Request —
Nothing but the lines from the line with "of the yellow" through the end of the data is to be copied, and each is to be copied exactly.

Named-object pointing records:
* START *

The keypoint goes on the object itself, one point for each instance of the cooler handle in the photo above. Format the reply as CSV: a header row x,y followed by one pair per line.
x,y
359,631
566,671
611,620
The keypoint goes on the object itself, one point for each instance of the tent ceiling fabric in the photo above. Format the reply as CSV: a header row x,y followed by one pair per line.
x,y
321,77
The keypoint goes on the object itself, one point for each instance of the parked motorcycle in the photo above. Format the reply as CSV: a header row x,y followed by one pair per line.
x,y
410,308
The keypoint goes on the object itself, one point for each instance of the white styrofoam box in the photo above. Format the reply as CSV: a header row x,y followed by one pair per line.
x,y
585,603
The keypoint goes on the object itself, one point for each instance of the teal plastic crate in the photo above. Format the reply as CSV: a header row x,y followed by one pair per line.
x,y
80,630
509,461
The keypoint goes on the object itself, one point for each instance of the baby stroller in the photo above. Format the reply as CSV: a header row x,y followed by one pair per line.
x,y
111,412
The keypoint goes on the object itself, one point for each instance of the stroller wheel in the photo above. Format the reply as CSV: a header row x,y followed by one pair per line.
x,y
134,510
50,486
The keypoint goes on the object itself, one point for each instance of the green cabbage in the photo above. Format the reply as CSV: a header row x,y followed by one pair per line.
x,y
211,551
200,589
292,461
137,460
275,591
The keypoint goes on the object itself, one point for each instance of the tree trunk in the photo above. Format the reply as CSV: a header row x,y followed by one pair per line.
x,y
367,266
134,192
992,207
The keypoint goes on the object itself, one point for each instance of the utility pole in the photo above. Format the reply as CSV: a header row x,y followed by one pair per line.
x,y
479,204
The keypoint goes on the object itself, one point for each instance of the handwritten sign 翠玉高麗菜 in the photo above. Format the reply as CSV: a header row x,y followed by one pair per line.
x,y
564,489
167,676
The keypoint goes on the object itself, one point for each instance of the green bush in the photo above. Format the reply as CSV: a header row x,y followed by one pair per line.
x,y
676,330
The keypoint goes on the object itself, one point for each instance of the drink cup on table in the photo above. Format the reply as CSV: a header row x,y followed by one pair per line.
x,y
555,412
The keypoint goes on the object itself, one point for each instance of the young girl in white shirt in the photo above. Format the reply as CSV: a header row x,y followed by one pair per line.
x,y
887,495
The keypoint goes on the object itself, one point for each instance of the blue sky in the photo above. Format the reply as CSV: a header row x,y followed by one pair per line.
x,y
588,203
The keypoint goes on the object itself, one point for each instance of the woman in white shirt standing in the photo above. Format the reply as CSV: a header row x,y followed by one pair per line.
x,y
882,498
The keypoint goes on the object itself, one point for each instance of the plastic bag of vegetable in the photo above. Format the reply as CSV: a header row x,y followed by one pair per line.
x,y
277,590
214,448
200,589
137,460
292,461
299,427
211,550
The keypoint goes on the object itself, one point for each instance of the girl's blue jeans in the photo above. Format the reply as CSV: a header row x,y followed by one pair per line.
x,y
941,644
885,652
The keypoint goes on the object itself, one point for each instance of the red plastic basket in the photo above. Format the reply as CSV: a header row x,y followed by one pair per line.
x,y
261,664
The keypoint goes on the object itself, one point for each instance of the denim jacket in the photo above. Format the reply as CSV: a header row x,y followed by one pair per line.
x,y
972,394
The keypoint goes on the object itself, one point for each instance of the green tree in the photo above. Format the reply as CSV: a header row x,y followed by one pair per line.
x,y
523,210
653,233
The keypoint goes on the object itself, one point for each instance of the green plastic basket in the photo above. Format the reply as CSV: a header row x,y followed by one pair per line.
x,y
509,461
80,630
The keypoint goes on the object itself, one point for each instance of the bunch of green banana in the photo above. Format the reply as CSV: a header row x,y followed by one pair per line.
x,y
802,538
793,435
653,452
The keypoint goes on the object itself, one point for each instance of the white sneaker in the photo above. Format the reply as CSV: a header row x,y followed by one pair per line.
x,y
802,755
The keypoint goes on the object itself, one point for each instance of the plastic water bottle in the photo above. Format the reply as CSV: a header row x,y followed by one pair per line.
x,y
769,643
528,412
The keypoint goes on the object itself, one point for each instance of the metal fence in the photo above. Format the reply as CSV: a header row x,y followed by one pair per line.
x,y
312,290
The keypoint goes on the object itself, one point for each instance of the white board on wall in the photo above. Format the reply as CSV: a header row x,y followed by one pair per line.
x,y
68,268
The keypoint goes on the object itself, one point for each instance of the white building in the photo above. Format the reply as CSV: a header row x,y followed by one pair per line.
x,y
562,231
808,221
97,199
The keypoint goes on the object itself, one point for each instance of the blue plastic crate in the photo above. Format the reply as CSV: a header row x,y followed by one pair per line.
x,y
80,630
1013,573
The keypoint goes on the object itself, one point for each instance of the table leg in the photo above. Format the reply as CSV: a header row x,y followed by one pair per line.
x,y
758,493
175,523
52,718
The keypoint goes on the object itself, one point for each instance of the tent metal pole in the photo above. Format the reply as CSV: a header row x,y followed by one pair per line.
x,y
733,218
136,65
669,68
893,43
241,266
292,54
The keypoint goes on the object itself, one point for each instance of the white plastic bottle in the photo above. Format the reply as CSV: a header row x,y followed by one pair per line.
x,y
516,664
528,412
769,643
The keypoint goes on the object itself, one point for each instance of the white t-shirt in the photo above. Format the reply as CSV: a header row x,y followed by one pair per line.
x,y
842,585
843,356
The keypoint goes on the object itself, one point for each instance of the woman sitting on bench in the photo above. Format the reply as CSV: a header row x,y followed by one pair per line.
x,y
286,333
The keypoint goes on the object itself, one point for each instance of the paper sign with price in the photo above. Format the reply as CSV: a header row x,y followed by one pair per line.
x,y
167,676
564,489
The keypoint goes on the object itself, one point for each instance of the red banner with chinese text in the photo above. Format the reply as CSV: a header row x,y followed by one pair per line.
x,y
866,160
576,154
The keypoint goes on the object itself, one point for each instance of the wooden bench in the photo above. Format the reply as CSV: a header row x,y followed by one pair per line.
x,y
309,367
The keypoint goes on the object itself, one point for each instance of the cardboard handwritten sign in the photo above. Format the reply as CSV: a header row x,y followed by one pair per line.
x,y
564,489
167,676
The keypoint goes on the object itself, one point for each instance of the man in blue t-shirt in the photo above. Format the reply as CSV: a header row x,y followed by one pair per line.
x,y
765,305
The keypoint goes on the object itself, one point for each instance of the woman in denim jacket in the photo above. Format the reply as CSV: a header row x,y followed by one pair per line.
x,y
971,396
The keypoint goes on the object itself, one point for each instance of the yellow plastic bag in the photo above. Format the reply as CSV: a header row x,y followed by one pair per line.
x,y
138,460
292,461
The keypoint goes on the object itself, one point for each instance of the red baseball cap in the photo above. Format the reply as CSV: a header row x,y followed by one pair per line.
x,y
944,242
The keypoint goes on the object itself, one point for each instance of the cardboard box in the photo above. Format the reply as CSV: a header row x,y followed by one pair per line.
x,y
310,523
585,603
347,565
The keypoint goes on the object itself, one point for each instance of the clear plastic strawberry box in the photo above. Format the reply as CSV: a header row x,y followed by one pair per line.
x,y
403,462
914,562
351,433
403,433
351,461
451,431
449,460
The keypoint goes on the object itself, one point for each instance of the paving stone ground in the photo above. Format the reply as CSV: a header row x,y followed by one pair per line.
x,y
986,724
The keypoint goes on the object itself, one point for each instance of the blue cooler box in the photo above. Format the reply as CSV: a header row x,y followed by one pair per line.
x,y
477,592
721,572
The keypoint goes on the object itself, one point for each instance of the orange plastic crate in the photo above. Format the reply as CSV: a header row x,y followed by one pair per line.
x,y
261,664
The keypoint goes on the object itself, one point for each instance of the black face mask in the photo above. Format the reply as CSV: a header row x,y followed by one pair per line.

* END *

Exercise result —
The keypoint goes on the object itself, one point for each instance of the yellow plastic bag in the photo above. Format the reply as CSV: a header row x,y followed by one pair per line.
x,y
138,460
292,461
The keypoint goes on the object itself, one point for each instance of the red baseball cap in the photo above. Format the reply as CSV: a header row x,y followed by one pair per line.
x,y
944,242
The keypoint goes on the object itself, one point for each instance of the cardboard box in the photo above. Format the reply as CSV: a header row x,y followed by one pair per line.
x,y
310,523
585,603
347,565
The keypoint goes on the object itself, one point for each instance of the clear plastic strawberry box in the photo above. Format the reply as CSV: a header row x,y followed by one pair per line.
x,y
403,462
914,562
351,433
403,433
351,461
451,431
449,460
The keypoint goes on the object itself, one point for each instance of the paving stone ground in the photo above. Format the reply as CSV: a header row x,y followed by one pair per line.
x,y
986,724
The keypoint goes on the object itself, one point for each instance of the blue cooler box in the photo above. Format the reply as CSV: a header row x,y followed by one pair per line.
x,y
477,592
721,572
The keypoint goes on the object itself, one point for each instance of the orange plastic crate in the photo above. Format the reply as CSV: a header row x,y followed by one pair per line.
x,y
261,664
The keypoint goes on the object itself, one point for each instance of the black face mask in the photo above. Format the reply as CSV: a header row x,y followed by one pair per line.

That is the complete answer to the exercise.